**Records for this exercise**
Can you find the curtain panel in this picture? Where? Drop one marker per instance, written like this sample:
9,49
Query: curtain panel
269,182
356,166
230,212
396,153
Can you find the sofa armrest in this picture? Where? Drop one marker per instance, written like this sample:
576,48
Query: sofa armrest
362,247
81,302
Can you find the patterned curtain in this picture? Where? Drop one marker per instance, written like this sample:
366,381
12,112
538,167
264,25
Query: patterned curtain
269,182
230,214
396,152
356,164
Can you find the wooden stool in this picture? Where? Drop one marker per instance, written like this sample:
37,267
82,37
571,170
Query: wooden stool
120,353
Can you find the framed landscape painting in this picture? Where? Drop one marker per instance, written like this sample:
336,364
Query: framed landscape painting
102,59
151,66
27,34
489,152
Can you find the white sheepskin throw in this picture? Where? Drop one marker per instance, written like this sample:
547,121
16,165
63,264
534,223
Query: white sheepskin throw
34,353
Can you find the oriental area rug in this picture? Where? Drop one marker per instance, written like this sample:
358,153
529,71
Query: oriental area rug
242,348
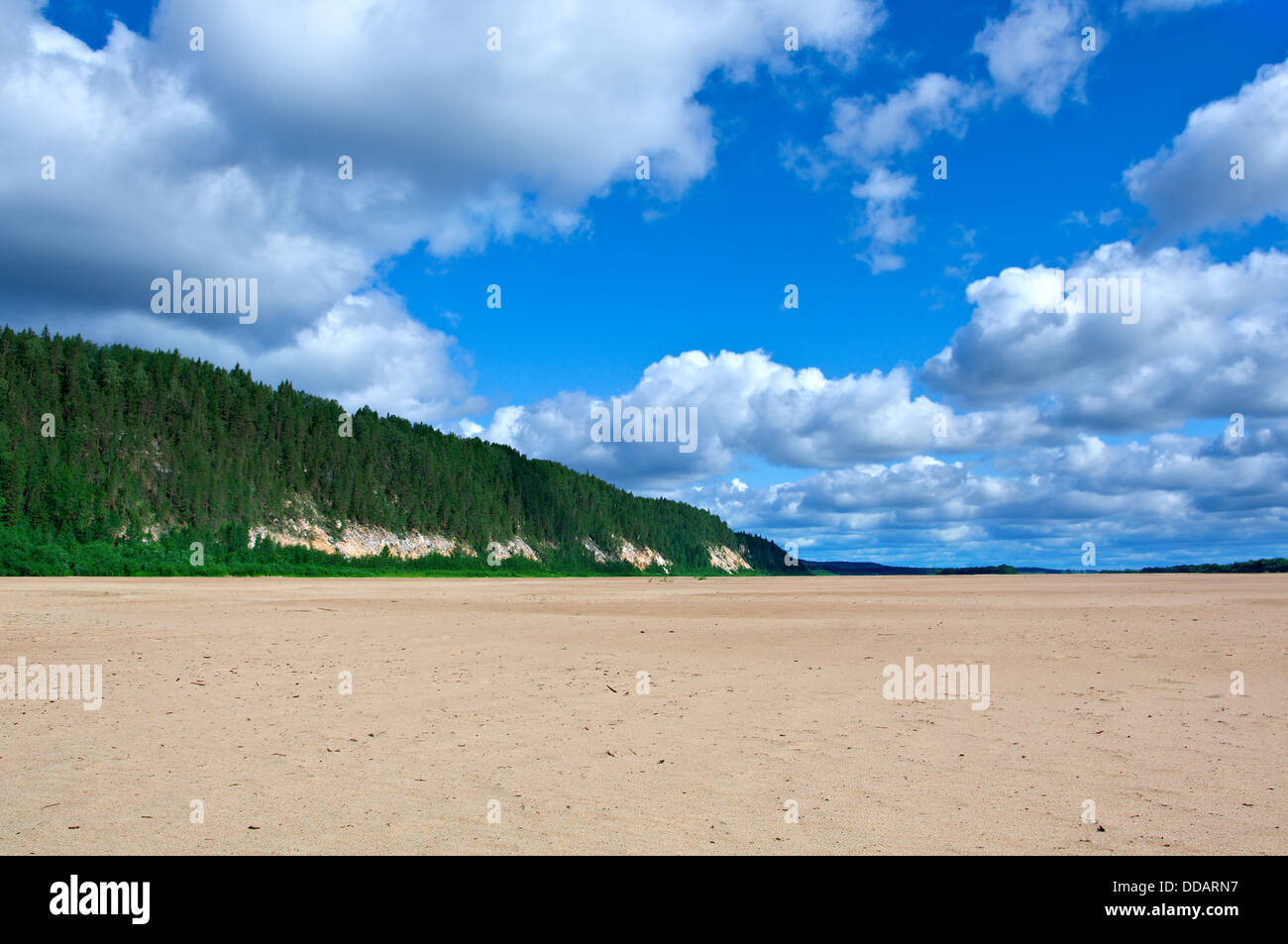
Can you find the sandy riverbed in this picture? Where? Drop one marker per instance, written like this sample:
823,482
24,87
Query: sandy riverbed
761,691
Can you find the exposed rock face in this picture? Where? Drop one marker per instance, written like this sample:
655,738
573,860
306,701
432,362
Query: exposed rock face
515,546
359,540
640,557
726,559
364,541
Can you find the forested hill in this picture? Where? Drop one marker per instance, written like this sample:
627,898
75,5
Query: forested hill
106,450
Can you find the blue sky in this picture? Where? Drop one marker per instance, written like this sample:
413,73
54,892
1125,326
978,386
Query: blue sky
810,167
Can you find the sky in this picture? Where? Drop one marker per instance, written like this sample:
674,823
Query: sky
919,402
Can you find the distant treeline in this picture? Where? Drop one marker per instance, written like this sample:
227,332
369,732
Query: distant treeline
101,445
868,569
1258,566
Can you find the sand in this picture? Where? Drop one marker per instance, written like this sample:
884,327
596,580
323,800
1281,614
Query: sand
765,695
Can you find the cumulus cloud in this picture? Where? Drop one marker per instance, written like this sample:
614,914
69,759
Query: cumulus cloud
870,129
1133,8
1168,500
747,404
1188,184
224,162
885,222
1035,52
1205,346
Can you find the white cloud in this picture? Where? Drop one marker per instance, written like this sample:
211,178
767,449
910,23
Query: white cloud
1035,52
1133,8
223,162
1188,187
1209,343
1168,500
866,130
885,223
747,404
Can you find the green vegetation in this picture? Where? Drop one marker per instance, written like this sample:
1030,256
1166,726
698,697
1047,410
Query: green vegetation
153,442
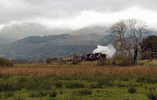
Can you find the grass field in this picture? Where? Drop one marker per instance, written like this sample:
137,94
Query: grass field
85,81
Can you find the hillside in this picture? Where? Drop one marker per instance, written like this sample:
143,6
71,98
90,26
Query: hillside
50,46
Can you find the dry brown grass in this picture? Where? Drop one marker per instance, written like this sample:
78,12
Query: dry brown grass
80,70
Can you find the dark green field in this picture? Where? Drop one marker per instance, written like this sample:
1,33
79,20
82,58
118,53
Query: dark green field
84,81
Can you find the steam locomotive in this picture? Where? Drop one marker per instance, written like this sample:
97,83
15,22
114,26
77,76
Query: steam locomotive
88,57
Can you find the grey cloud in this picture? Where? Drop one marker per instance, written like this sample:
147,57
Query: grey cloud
68,8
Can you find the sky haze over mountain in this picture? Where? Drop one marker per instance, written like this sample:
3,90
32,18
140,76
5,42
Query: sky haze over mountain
76,14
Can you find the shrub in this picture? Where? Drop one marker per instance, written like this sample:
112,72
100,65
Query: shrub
140,79
122,61
151,95
75,85
151,80
61,91
34,94
8,94
58,84
104,81
6,62
37,83
121,85
101,62
62,62
48,60
75,62
42,93
83,92
132,89
125,79
52,93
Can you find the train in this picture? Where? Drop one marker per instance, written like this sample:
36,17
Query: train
88,57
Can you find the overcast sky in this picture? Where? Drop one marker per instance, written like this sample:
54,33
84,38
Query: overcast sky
76,14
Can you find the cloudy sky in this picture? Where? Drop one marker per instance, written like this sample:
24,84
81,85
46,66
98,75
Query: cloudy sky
76,14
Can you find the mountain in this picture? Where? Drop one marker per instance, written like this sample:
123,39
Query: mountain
36,47
97,29
19,31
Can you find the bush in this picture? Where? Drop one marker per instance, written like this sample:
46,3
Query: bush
101,62
140,79
151,95
82,92
75,62
132,89
104,81
6,62
8,94
48,60
52,93
75,85
122,61
58,84
34,94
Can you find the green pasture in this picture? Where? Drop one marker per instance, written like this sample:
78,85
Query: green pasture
69,88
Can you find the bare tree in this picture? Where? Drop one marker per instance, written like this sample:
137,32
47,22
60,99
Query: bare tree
126,36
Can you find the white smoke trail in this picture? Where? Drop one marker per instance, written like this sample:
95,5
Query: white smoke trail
108,50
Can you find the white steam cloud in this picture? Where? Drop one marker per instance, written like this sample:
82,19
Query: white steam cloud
108,50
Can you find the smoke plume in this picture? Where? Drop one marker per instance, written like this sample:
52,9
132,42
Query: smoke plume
108,50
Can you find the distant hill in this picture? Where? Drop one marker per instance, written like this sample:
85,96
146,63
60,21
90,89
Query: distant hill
50,46
19,31
98,29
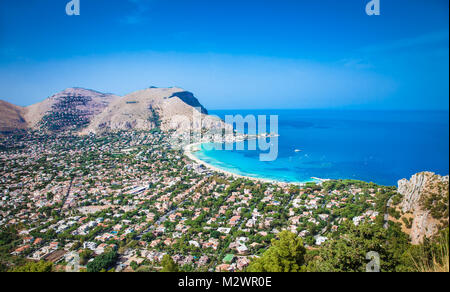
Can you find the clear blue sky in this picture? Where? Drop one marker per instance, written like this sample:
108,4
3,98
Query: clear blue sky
232,54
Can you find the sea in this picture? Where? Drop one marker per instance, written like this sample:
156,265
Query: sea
373,146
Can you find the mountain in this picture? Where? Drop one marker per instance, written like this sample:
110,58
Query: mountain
73,108
11,117
424,205
89,111
167,108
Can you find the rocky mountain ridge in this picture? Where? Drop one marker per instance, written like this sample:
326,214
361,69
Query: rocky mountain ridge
88,111
425,202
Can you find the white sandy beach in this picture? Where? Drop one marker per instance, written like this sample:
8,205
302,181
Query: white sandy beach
189,149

**To do**
Rewrite every one of the entries above, changing "marker" to "point" wherever it appears and keeping everything else the same. Leave the pictures out of your version.

**Finished exercise**
Can you find the curtain panel in this picture? Where? Drop one point per instance, written like this sample:
9,49
Query: curtain panel
269,182
356,166
230,212
396,153
Can you find the sofa armrest in this picture? Where? Drop one point per instance, written like this sample:
576,48
Query: sofa armrest
362,247
81,302
Can you find the patterned curtain in this picture? Where? Drop one point per instance, written like this sample:
366,381
12,112
538,167
264,25
Query: patterned curtain
269,182
230,214
396,152
356,164
Can you find the wooden stool in this picture? Where? Drop one point per instance, written like this sample:
37,267
82,37
571,170
Query: wooden stool
120,353
Can you find the framed landscape painting in this picture? Where? Drop one point per instance, written like this sample:
336,364
Query: framed landscape painting
102,59
151,66
27,34
489,152
Can you find the white sheepskin throw in this picture? Where? Drop one point per instance, written like this sample:
547,121
16,165
63,264
534,223
Query: white sheepskin throw
34,353
Can you find the oriental area rug in this picture? Where? Drop one point per instance, written like this sample:
358,153
529,71
Query: oriental area rug
242,348
Can you find the sandy riverbed in this picture? Where? Drop one point per instance, written like this sample:
823,482
24,87
Query: sandy riverbed
761,691
Can you find the exposed rock face in this picture? Where? Drop one point per instance, written like this sample:
655,738
573,860
306,701
432,362
Query: exposed rock face
515,546
359,540
640,557
726,559
364,541
Can you find the forested hill in this picture? Where? Drop one point per instance, written like this sample:
627,898
75,5
Query: forested hill
106,450
Can you find the blue sky in this picture? Where? Drop one point per instance, written like this sample:
413,73
54,892
1125,326
978,386
Query: blue sky
810,167
Can you find the sky in this picture? Where? Drop one point per instance, written like this sample:
674,823
Query: sky
919,402
Can you find the distant treeline in this picture? Where? Drop one point per instance, written like this sample:
227,332
369,732
Query: distant treeline
101,445
868,569
1258,566
Can you find the sand in this picture? Where? Drop one point per instance, written like this sample:
884,327
596,580
323,800
1281,614
Query: sand
765,695
Can you find the cumulus cloud in this picture? Where? Drop one point per instance, written like this sample:
614,914
69,759
Query: cumulus cloud
870,129
1133,8
1168,500
747,404
1188,184
224,162
885,222
1035,52
1205,346
Can you find the white cloud in this picture? Where? Drop one point per instance, written like this sample:
211,178
767,449
910,23
Query: white cloud
1035,52
1133,8
223,162
1188,187
1209,343
1168,500
866,130
885,223
747,404
Can you find the green vegetation in this picture? Where? Drop one point per instance, written like this sample:
1030,256
1166,726
698,697
1047,410
Query: green vegetation
153,442
Can you find the grass field in this picture? Where? Drop one point per instance, written like this sample:
137,94
Query: grass field
85,81
Can you find the hillside in this picture? Where? Drop one point per instance, written like this sample:
143,6
71,98
90,26
Query: hillside
50,46
Can you find the dry brown grass in this picture? Where? Drop one point per instance, written like this sample:
78,12
Query: dry brown grass
80,70
Can you find the dark green field in this picture? Where? Drop one point per instance, written like this sample:
1,33
79,20
82,58
118,53
Query: dark green field
84,81
Can you find the steam locomotive in this picture? Where? Drop one point per instance, written like this sample:
97,83
15,22
114,26
77,76
Query: steam locomotive
88,57
Can you find the grey cloud in this picture? Where? Drop one point per instance, written like this sample:
147,57
Query: grey cloud
68,8
Can you find the sky haze over mountain in this picture? Where? Drop one point per instance, written like this sample:
3,90
32,18
140,76
5,42
Query: sky haze over mountain
76,14
Can you find the shrub in this picture? Where? Drop one point per instance, written like this sample:
112,72
100,65
Query: shrub
140,79
122,61
151,95
75,85
151,80
61,91
34,94
8,94
58,84
104,81
6,62
37,83
121,85
101,62
62,62
48,60
75,62
42,93
83,92
132,89
125,79
52,93
Can you find the train in this picture? Where? Drop one point per instance, written like this sample:
36,17
Query: train
88,57
Can you find the overcast sky in this picture? Where? Drop one point per instance, written like this sample:
54,33
84,38
Query: overcast sky
76,14
Can you find the cloudy sky in this picture? Where? Drop one point per instance, written like this sample:
24,84
81,85
46,66
98,75
Query: cloudy sky
76,14
Can you find the mountain in this picture? Where? Drop one point per instance, written like this sample:
123,39
Query: mountain
36,47
97,29
19,31
Can you find the bush in this picture? Where? Drop one point per instance, written like this sample:
46,3
Query: bush
101,62
140,79
151,95
82,92
75,62
132,89
104,81
6,62
8,94
48,60
52,93
75,85
122,61
58,84
34,94
Can you find the green pasture in this picture? Where? Drop one point per instance, written like this sample:
78,85
Query: green pasture
69,88
Can you find the bare tree in this picture? Where? Drop one point per instance, written like this sample:
137,32
47,22
60,99
Query: bare tree
126,36
Can you find the white smoke trail in this picture? Where? Drop one point per instance, written like this sample:
95,5
Query: white smoke trail
108,50
Can you find the white steam cloud in this picture? Where? Drop one point per instance, written like this sample:
82,19
Query: white steam cloud
108,50
Can you find the smoke plume in this picture? Where? Drop one point per instance, written like this sample:
52,9
132,42
Query: smoke plume
108,50
Can you find the distant hill in this picture? Where? Drop one point per instance, written like this sample:
85,96
146,63
60,21
90,89
Query: distant hill
50,46
19,31
98,29
Can you find the clear blue sky in this picture? Where? Drop one point per instance, written like this sample:
108,4
3,98
Query: clear blue sky
232,54
Can you find the sea in this picture? Where? Drop one point per instance, written like this sample:
156,265
Query: sea
373,146
Can you find the mountain in this picture? Where? Drop one point per instance, written like this sample:
110,58
Query: mountain
73,108
11,117
424,205
89,111
167,108
Can you find the rocky mountain ridge in this picture? Where? Drop one point per instance, written like this sample:
326,214
361,69
Query: rocky mountain ridge
88,111
425,202
Can you find the white sandy beach in this picture? Where? Drop one point per instance, written like this sample:
8,205
302,181
Query: white sandy beach
189,149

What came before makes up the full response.